Point annotation records
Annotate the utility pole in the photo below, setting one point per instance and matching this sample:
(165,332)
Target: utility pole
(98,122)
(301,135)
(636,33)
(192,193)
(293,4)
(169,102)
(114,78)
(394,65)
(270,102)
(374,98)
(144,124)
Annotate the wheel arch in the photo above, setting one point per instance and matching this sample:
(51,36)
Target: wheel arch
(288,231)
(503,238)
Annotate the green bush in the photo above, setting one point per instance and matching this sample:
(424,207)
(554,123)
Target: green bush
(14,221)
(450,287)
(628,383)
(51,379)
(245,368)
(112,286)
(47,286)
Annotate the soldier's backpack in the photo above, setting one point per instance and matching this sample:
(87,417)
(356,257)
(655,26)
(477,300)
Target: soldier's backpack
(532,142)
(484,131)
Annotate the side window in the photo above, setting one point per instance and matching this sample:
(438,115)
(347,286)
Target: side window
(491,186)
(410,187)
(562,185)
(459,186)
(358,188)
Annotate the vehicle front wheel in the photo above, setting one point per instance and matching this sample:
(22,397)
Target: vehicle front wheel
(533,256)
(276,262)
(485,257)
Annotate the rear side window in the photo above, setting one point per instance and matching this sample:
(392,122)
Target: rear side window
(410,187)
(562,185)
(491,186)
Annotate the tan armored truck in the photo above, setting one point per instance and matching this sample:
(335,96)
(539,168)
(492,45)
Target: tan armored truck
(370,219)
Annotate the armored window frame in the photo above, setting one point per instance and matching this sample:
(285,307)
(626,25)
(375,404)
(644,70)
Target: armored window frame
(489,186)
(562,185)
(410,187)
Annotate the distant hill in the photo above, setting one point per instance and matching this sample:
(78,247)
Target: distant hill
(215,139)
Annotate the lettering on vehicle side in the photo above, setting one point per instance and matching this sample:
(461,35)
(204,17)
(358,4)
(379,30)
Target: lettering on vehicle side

YOUR OBJECTIVE:
Repeat every record, exactly as written.

RESULT BELOW:
Annotate the utility pole in the photo below, setting one point per instance and matching this sample:
(165,332)
Target: utility pole
(98,122)
(301,135)
(636,33)
(192,193)
(293,4)
(169,102)
(114,78)
(394,65)
(270,102)
(374,98)
(144,124)
Annotate the wheel arch in the photo above, setting one point per instance and matching this sample:
(51,36)
Target: wheel arch
(288,231)
(503,238)
Annotate the green bush in the photo above, setting one point per instance and matching this sample:
(424,207)
(554,123)
Target: green bush
(14,221)
(450,287)
(628,383)
(51,379)
(245,368)
(112,286)
(47,286)
Annotate the soldier's backpack in the photo above, setting one point per instance and matching this sample:
(87,417)
(356,257)
(655,26)
(477,300)
Target: soldier's backpack
(532,142)
(484,131)
Annotate the side window in the photo above, setting one point per instance and matching this sample:
(438,115)
(347,286)
Target: side window
(491,186)
(410,187)
(562,185)
(459,186)
(358,188)
Annotate the vehicle front wheel in the photo above, setting one point per instance and matching this sample:
(22,397)
Target: vehicle front wheel
(533,256)
(276,262)
(485,257)
Annotate the rear side window in the photo above, setting one point per instance and matching this sample:
(392,122)
Target: rear side window
(410,187)
(562,185)
(491,186)
Annotate the tan armored truck in the photo above, setting one point per instance and matching this sample:
(335,96)
(539,168)
(492,45)
Target: tan armored truck
(370,219)
Annotate the armored window frame in the photo above, setting one point per instance and matching this sample:
(285,307)
(626,25)
(375,404)
(644,70)
Target: armored window frame
(489,186)
(562,185)
(410,187)
Annotate the distant hill in the photo above, setting one point per instance and matching this sample:
(78,247)
Target: distant hill
(215,139)
Annotate the lettering on vehicle side in the photo above, setting one point per instance and matching this sample:
(461,35)
(204,17)
(358,4)
(379,30)
Target: lettering on vehicle side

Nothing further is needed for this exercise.